** AIM OF THE TASK **
Rewrite the entries below, replacing "chopped green onion" with "sliced scallion" and keeping everything else the same. Omit the pictures from your version.
-- Start of ITEMS --
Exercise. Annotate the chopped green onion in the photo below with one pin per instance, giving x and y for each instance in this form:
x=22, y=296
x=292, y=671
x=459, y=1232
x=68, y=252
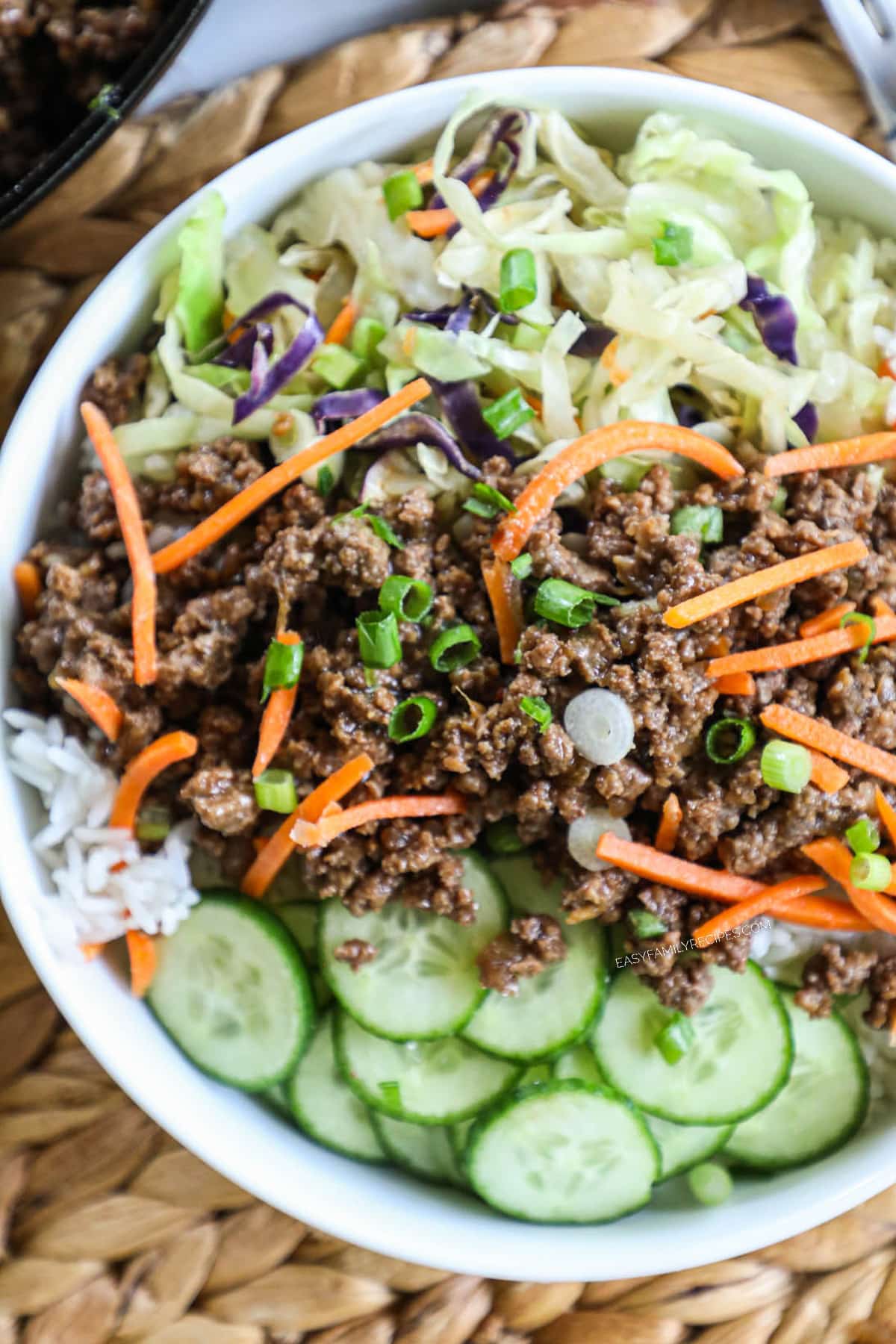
-- End of ITEMS --
** THE COMPLETED TASK **
Exercise. Annotate the sliced scallion in the photo below with one pin per instance, giving x and y for each instance in this form:
x=22, y=296
x=292, y=671
x=459, y=1232
x=68, y=252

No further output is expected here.